Short exercise: Which lines below contain the word "cloud"? Report each of them in full.

** START **

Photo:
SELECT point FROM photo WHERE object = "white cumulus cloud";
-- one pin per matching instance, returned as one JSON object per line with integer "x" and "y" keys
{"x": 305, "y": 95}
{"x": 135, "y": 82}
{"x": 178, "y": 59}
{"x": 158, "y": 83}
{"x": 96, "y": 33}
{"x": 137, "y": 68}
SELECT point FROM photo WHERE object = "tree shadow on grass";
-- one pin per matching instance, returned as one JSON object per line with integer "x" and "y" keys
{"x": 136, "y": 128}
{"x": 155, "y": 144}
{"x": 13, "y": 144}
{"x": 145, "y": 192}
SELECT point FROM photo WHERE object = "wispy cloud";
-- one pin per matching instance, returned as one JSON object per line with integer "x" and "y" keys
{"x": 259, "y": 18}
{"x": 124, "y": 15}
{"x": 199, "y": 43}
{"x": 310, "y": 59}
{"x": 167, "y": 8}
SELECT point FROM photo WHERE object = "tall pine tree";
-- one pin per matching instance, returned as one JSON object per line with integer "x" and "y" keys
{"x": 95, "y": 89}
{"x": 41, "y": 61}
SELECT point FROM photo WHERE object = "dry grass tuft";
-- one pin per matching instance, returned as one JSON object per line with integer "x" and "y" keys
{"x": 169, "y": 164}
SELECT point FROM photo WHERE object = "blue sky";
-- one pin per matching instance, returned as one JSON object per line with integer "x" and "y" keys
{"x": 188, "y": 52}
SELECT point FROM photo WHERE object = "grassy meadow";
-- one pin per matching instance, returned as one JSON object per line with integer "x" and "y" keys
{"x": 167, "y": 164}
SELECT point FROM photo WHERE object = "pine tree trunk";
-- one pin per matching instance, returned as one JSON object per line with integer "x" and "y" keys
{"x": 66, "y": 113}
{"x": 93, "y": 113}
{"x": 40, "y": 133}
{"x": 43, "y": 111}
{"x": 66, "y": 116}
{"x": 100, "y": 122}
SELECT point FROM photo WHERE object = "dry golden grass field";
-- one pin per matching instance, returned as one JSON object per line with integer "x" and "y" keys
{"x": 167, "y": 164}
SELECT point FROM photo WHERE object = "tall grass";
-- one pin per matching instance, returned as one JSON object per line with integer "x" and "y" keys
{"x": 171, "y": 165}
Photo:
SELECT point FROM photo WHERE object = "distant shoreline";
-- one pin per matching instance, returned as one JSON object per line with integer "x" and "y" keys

** END **

Correct output:
SELECT point FROM photo WHERE object = "white cumulus cloud";
SELECT point FROM photo WHERE object = "wispy cloud";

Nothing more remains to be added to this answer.